--- Problem 1 ---
In the passage on sperm migration and fertilization, how soon after sexual intercourse do sperm reach the superior portions of the uterine tubes?
--- Problem 2 ---
Reproduce word for word the stretch of the passage on sperm migration and fertilization from "After semen is" through "chance for fertilization.".

--- Page extract ---

....

After semen is deposited in the vagina, sperm begin their long journey into the uterus and on into the uterine tubes. Sperm inherently swim against the slight current of fluid that flows from the uterine tubes through the uterus and into the vagina, which helps to guide sperm towards the uterine tubes. of the millions of sperm in the semen, only a few hundred sperm actually enter the uterine tubes. Prostaglandins in semen stimulate reverse peristalsis of the uterus and uterine tubes that greatly aids the migration of sperm. Sperm reach the superior portions of the uterine tubes within one hour after sexual intercourse. Usually, only one uterine tube contains a secondary oocyte because only one secondary oocyte is usually released at ovulation. Sperm entering an empty uterine tube have no chance for fertilization.

Within the uterine tube, sperm are chemically attracted to the secondary oocyte. Many sperm cluster around the oocyte and attempt to penetrate the granulosa cells. The acrosomes of the sperm release enzymes that dissolve the “glue” holding granulosa cells

together so they can reach the oocyte. It takes many sperm to disperse the granulosa cells, so that one sperm can eventually wriggle between them to contact the oocyte. The acrosome then releases a different enzyme that enables the sperm to penetrate the oocyte membrane and enter the oocyte. Once this happens, changes in the oocyte plasma membrane prevent other sperm from entering.

....

(Dataset items)
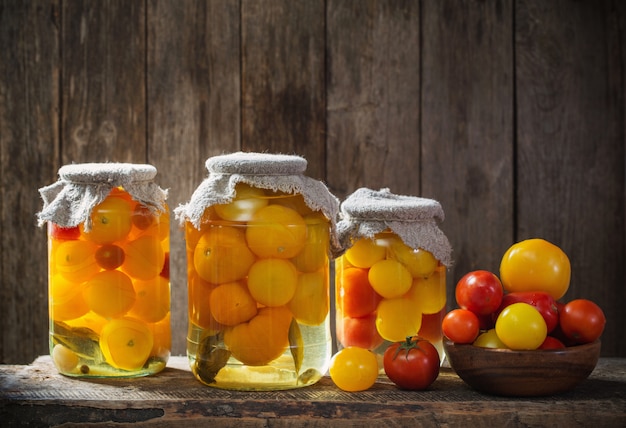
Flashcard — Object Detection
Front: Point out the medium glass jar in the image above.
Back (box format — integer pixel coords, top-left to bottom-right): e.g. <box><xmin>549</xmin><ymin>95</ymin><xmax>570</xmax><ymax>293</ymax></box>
<box><xmin>335</xmin><ymin>189</ymin><xmax>449</xmax><ymax>361</ymax></box>
<box><xmin>39</xmin><ymin>164</ymin><xmax>171</xmax><ymax>377</ymax></box>
<box><xmin>176</xmin><ymin>154</ymin><xmax>332</xmax><ymax>390</ymax></box>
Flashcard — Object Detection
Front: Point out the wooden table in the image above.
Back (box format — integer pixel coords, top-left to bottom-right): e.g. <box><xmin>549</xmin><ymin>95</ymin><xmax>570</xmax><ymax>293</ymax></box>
<box><xmin>0</xmin><ymin>356</ymin><xmax>626</xmax><ymax>428</ymax></box>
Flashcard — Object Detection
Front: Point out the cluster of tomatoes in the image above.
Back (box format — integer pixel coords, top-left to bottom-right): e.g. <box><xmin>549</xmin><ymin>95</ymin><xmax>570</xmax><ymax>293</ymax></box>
<box><xmin>442</xmin><ymin>239</ymin><xmax>606</xmax><ymax>350</ymax></box>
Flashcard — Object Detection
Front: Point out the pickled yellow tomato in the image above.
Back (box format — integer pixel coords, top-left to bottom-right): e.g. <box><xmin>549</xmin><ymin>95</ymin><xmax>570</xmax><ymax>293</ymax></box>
<box><xmin>81</xmin><ymin>196</ymin><xmax>133</xmax><ymax>244</ymax></box>
<box><xmin>246</xmin><ymin>205</ymin><xmax>307</xmax><ymax>259</ymax></box>
<box><xmin>100</xmin><ymin>318</ymin><xmax>154</xmax><ymax>370</ymax></box>
<box><xmin>49</xmin><ymin>275</ymin><xmax>89</xmax><ymax>321</ymax></box>
<box><xmin>344</xmin><ymin>238</ymin><xmax>387</xmax><ymax>268</ymax></box>
<box><xmin>248</xmin><ymin>259</ymin><xmax>298</xmax><ymax>306</ymax></box>
<box><xmin>367</xmin><ymin>259</ymin><xmax>413</xmax><ymax>299</ymax></box>
<box><xmin>287</xmin><ymin>271</ymin><xmax>330</xmax><ymax>325</ymax></box>
<box><xmin>83</xmin><ymin>270</ymin><xmax>135</xmax><ymax>318</ymax></box>
<box><xmin>405</xmin><ymin>271</ymin><xmax>446</xmax><ymax>314</ymax></box>
<box><xmin>128</xmin><ymin>276</ymin><xmax>170</xmax><ymax>323</ymax></box>
<box><xmin>122</xmin><ymin>235</ymin><xmax>165</xmax><ymax>280</ymax></box>
<box><xmin>52</xmin><ymin>240</ymin><xmax>100</xmax><ymax>283</ymax></box>
<box><xmin>376</xmin><ymin>297</ymin><xmax>422</xmax><ymax>342</ymax></box>
<box><xmin>214</xmin><ymin>183</ymin><xmax>268</xmax><ymax>221</ymax></box>
<box><xmin>390</xmin><ymin>238</ymin><xmax>439</xmax><ymax>278</ymax></box>
<box><xmin>292</xmin><ymin>213</ymin><xmax>330</xmax><ymax>272</ymax></box>
<box><xmin>193</xmin><ymin>226</ymin><xmax>256</xmax><ymax>284</ymax></box>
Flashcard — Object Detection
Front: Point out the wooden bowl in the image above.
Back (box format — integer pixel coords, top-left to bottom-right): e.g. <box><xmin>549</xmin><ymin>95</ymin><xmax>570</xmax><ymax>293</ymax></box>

....

--- Task output 1 ---
Within one hour after sexual intercourse.

--- Task output 2 ---
After semen is deposited in the vagina, sperm begin their long journey into the uterus and on into the uterine tubes. Sperm inherently swim against the slight current of fluid that flows from the uterine tubes through the uterus and into the vagina, which helps to guide sperm towards the uterine tubes. of the millions of sperm in the semen, only a few hundred sperm actually enter the uterine tubes. Prostaglandins in semen stimulate reverse peristalsis of the uterus and uterine tubes that greatly aids the migration of sperm. Sperm reach the superior portions of the uterine tubes within one hour after sexual intercourse. Usually, only one uterine tube contains a secondary oocyte because only one secondary oocyte is usually released at ovulation. Sperm entering an empty uterine tube have no chance for fertilization.